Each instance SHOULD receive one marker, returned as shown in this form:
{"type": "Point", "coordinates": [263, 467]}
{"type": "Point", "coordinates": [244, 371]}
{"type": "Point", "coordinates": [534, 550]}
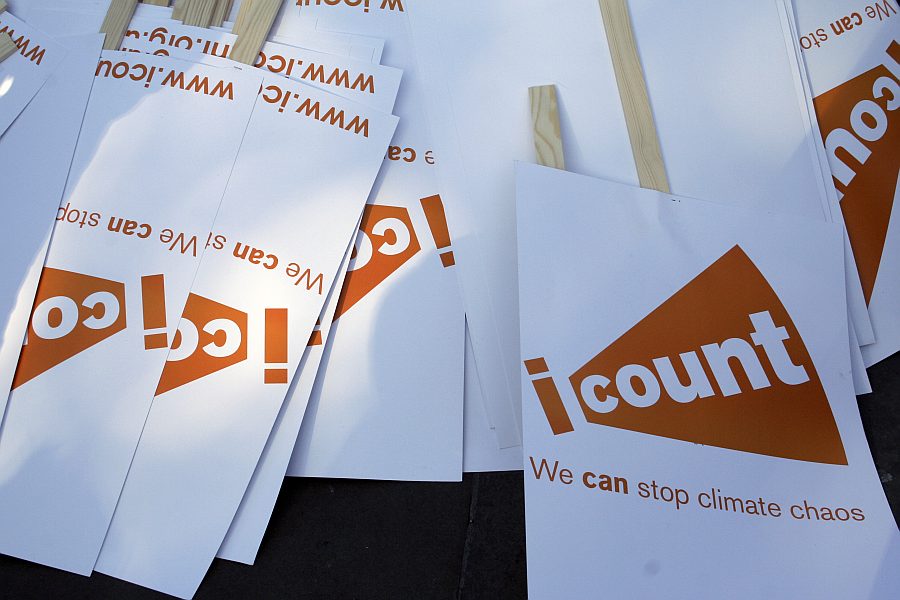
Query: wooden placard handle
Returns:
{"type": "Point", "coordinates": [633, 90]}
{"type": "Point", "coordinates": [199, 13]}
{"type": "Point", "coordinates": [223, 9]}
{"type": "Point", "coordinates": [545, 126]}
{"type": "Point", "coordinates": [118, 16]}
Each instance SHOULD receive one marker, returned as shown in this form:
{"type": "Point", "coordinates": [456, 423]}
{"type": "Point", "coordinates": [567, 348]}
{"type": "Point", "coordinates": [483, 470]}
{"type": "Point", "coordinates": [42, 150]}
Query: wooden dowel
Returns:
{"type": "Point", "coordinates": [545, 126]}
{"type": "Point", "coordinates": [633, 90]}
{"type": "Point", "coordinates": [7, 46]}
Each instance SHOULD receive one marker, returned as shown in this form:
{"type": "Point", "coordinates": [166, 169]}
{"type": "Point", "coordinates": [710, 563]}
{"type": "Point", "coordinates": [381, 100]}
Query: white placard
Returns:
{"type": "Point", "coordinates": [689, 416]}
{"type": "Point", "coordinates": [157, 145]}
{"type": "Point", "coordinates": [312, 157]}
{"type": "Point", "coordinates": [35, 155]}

======

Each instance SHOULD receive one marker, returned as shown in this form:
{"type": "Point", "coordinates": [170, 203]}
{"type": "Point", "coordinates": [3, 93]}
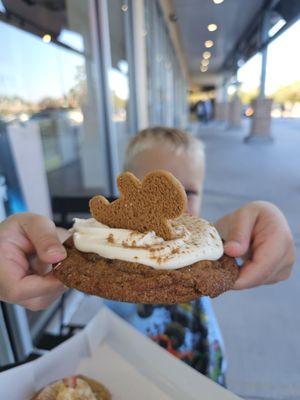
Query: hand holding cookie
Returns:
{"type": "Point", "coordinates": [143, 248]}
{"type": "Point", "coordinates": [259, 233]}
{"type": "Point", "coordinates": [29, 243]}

======

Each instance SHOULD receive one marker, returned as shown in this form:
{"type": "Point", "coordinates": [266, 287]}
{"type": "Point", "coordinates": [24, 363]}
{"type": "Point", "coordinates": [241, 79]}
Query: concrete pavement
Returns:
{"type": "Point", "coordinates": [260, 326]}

======

■ **WORK INSTRUCTION**
Going through the entries above, show each line that contains "wooden".

■ **SOLVED PROBLEM**
Query: wooden placard handle
Query: wooden dowel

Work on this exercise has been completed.